Two rural communities scored a victory Monday night after a loud and hard fight about whether middle grades would be moved from their schools.
The Charleston County School Board bowed to the community's desires and unanimously reversed its previous decision. That means seventh- and eighth-graders will stay put at Lincoln High for 2013-14, as will sixth-graders in Holly- wood area elementary schools. The vote was met with cheers and applause from dozens of residents in the audience.
“We reached out to the board, and we're beyond gratified with the response,” said John Fisher, who lives on Edisto Island and wanted to keep sixth-graders at Jane Edwards Elementary.
In other business, the board agreed to renew its contract with the Charleston Charter School for Math & Science for an additional 10 years. The deal will allow the charter school to expand by 80 students to 560, but it will not receive more space on the former Rivers Middle School campus. The school also will have to submit annual reports on its student diversity and achievement.
On the rural schools issue, residents in McClellanville and Hollywood feared that moving the grades elsewhere would further shrink the schools' enrollment and lead to closures. School Superintendent Nancy McGinley proposed the shifts because she said it was in students' best academic interests, and she said she had no intention of shuttering schools in either place.
In January, the board supported McGinley's plan, but some board members later said they didn't realize what they had approved. The board agreed to host meetings in McClellanville and Hollywood to see what parents and community members wanted, and hundreds showed up.

» Exercise task 1
In the school board article, how many students will the charter school be allowed to add?

» Exercise data
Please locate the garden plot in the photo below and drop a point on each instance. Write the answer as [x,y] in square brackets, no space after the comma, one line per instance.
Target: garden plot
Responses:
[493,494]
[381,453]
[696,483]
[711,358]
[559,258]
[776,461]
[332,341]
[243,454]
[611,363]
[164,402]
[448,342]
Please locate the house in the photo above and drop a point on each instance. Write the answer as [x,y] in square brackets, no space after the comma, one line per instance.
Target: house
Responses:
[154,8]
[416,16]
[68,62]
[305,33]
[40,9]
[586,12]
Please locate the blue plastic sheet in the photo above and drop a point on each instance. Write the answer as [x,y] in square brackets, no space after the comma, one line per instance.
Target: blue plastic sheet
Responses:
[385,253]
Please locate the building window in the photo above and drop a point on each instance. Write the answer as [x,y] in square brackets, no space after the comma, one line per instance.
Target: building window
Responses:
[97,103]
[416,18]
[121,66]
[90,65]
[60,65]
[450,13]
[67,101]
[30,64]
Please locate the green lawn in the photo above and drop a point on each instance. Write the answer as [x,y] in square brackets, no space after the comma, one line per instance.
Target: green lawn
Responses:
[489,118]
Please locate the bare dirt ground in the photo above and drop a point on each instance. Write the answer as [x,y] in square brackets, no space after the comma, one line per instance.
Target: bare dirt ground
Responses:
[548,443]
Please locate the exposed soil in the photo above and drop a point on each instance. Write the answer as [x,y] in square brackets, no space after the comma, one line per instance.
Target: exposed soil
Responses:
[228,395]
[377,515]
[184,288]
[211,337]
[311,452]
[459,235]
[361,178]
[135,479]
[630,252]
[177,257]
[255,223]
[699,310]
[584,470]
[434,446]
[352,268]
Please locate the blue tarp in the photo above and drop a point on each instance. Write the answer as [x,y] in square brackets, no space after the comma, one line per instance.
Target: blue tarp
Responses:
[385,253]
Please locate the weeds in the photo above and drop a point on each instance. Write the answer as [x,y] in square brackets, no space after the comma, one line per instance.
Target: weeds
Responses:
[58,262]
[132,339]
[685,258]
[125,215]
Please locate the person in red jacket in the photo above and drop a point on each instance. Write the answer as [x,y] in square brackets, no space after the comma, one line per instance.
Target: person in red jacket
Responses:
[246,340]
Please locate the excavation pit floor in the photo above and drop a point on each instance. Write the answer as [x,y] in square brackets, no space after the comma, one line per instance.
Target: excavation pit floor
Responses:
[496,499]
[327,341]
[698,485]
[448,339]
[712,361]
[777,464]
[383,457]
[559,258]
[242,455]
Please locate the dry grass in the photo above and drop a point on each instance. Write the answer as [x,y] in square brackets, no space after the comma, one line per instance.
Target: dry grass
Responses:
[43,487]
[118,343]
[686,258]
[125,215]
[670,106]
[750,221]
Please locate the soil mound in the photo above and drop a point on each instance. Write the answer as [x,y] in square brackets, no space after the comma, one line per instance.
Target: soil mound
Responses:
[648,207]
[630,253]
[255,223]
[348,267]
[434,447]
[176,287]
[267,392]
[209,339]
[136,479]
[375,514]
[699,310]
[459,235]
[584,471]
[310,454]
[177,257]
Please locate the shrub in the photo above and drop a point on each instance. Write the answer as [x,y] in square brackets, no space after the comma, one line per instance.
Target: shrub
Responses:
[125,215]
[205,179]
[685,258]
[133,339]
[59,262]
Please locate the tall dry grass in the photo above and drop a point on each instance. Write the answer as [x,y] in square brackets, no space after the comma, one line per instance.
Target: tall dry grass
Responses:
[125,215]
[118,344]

» Exercise task 2
Format the stretch of the records from the line containing "Please locate the dry" through the end of the records as a numbered list, skipping any blank lines.

» Final result 1
80 students, bringing it to 560.

» Final result 2
1. Please locate the dry grass in the photo above and drop a point on each instance. Write the answer as [x,y] in square brackets, no space after the comma, one line per instance.
2. Target: dry grass
3. Responses:
4. [43,487]
5. [118,343]
6. [686,258]
7. [125,215]
8. [670,106]
9. [750,221]
10. Please locate the soil mound in the photo above and drop a point on each instance. Write the answer as [x,y] in square brackets, no space after the comma, one line per instance.
11. Target: soil mound
12. Responses:
13. [648,207]
14. [630,253]
15. [255,223]
16. [348,267]
17. [434,447]
18. [176,287]
19. [267,392]
20. [209,339]
21. [136,479]
22. [375,514]
23. [699,310]
24. [459,235]
25. [584,471]
26. [310,454]
27. [177,257]
28. Please locate the shrub in the photo above and drop a point on each instance. Write the answer as [x,y] in square brackets, no space after the comma, one line per instance.
29. Target: shrub
30. Responses:
31. [125,215]
32. [205,179]
33. [685,258]
34. [133,339]
35. [59,262]
36. Please locate the tall dry grass in the photo above and drop a point on each instance. Write the answer as [x,y] in square brackets, no space after the comma, one line per instance.
37. Target: tall dry grass
38. Responses:
39. [125,215]
40. [118,344]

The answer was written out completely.